What is required: Reproduce every line from the one containing "Locate the tile" down to the end of the rows, requests included, multiplying each x and y coordinate in the answers by 0.35 and rounding to whole numbers, halves up. Keep the requests and their format samples unchanged.

= = = = = = =

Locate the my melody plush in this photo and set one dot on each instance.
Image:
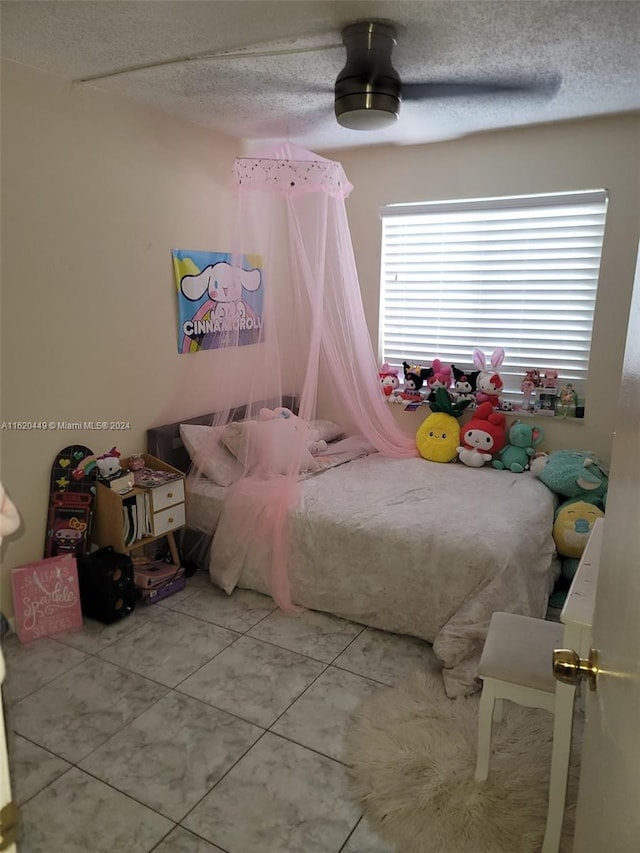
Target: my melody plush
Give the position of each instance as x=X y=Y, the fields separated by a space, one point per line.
x=389 y=381
x=573 y=474
x=482 y=437
x=314 y=444
x=440 y=378
x=109 y=464
x=518 y=453
x=464 y=384
x=580 y=478
x=414 y=378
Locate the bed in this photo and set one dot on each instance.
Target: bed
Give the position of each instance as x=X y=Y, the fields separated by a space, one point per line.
x=404 y=545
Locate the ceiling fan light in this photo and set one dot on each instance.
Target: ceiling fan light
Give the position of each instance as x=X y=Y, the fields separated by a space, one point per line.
x=367 y=111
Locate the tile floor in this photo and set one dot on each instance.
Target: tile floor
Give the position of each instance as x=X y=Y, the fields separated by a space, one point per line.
x=203 y=723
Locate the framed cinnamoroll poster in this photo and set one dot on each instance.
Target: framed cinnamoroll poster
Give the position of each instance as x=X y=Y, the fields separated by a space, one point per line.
x=46 y=597
x=220 y=303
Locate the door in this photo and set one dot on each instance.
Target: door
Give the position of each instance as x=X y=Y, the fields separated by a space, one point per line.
x=608 y=816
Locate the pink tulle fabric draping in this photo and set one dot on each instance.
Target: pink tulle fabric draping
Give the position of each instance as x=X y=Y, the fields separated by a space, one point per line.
x=314 y=342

= = = = = = =

Result of this exercise:
Locate the tile floor in this photo and set one dot on each instance.
Target: tile floor
Give the position of each instance as x=X y=Y, the fields separated by a space, one point per line.
x=71 y=253
Locate the framed cinnamoroll poster in this photo and set one dot on each instance.
Target: framed cinnamoroll poster
Give the position of each instance as x=X y=Y, the fields separated by a space, one point per line.
x=16 y=209
x=77 y=106
Locate the door in this photo and set one dot on each instance.
Target: door
Give the position of each instance as x=X y=Y, the fields separated by a space, one point per line.
x=213 y=286
Locate the pink tulle fabric draping in this photo and set one dot on each instance.
Target: pink tulle fabric draping
Give the position of each instance as x=X y=Y, the fields separated by a space, one point per line.
x=110 y=120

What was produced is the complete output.